» Text section
Approximately one-third of full-time employees belonged to a union, compared with about one-fourth of the part-time. Also, almost 30% permanent employees were union members, compared with about 25% of the non-permanent.

Unionization rates also varied by age group with 37.4% of those aged 45 to 54 being members of a union as compared to 14.0% of those aged 15 to 24. High unionization rates were also found among those with a university degree (33.6%) or a post-secondary certificate or diploma (33.0%); in Newfoundland and Labrador (36.6%) and in Quebec (35.8%); as well as in educational services (67.4%); public administration (67.0%), and utilities (66.6%), and in health care occupations (61.1%). Low unionization rates were recorded in Alberta (21.9%); in agriculture (4.2%) and professional, scientific and technical services (4.0%); and in management occupations (8.4%).

Differences between the sexes

For the fifth year in a row, the unionization rate for women in 2008 surpassed that of men (29.8% vs. 28.5%). The gap widened slightly, by 0.3%, as compared to that in 2007.

Among men, part-time employees had a much lower rate than full-time employees (18.1% versus 29.7%). Among women, the gap was narrower (24.5% versus 31.6%) (data not shown). The unionization rate for women in the public sector (71.9%) exceeded that of men (68.5%), reflecting women's presence in public administration, and in teaching and health positions. However, in the private sector, only 12.2% were unionized, compared with 19.8% of men. The lower rate among women reflected their predominance in sales and several service occupations.

A higher-than-average rate was recorded among men with a post-secondary certificate or diploma (33.0%). For women, the highest rate was among those with a university degree (39.8%), reflecting unionization in occupations like health care and teaching.

Among those in permanent positions, the rate for men (29.2%) was similar to that for women (30.2%). Among those is non-permanent positions, women were more unionized than men (27.2% versus 23.3%).

» Data
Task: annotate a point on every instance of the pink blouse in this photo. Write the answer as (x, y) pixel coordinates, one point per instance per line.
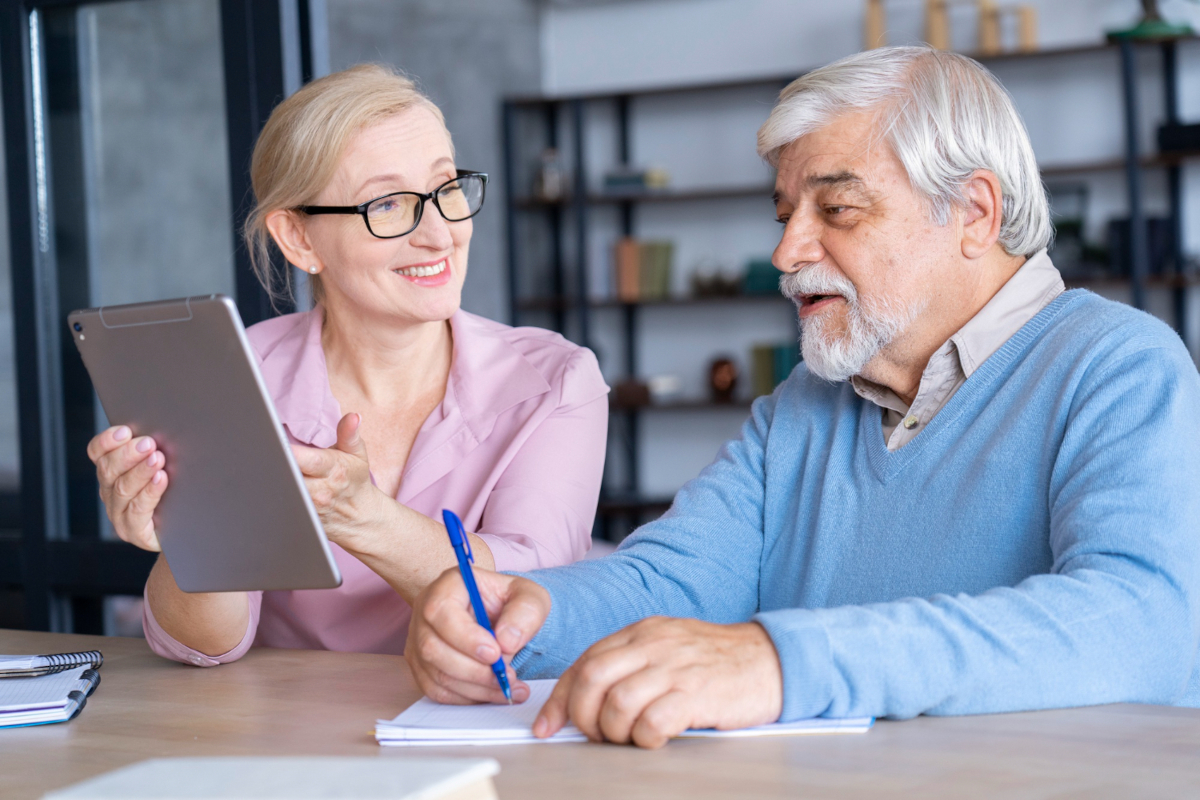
(516, 449)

» Directions
a) Please extract the stretch of the unionization text from "Differences between the" through "that in 2007.".
b) Write what comes next in the unionization text, picking up after its final sentence.
The material above is separate from the unionization text.

» Outputs by task
a)
Differences between the sexes

For the fifth year in a row, the unionization rate for women in 2008 surpassed that of men (29.8% vs. 28.5%). The gap widened slightly, by 0.3%, as compared to that in 2007.

b)
Average earnings and usual hours

Earnings are generally higher in unionized as compared to non-unionized jobs. Factors other than collective bargaining provisions contribute to this. These include varying distributions of unionized employees by age, sex, job tenure, industry, occupation, firm size, and geographical location. The effects of these factors are not examined here. However, unionized workers and jobs clearly have characteristics associated with higher earnings. For example, unionization is higher for older workers, those with more education, those with long tenure, and those in larger workplaces. Still, a wage premium exists, which, after controlling for employee and workplace characteristics, has been estimated at 7.7% (Fang and Verma 2002).

Average hourly earnings of unionized workers were higher than those of non-unionized workers in 2008 (Table 3). This held true for both full-time employees ($25.06 vs. $21.54) and part-timers ($20.79 vs. $13.16). Unionized part-time employees not only had higher weekly earnings, but they also worked more (19.2 hours vs. 16.8). This led to a larger gap in weekly earnings ($405.97 vs. $225.94).

On average, full-time unionized women earned 94% as much per hour as their male counterparts. In contrast, those working part-time earned 16% more.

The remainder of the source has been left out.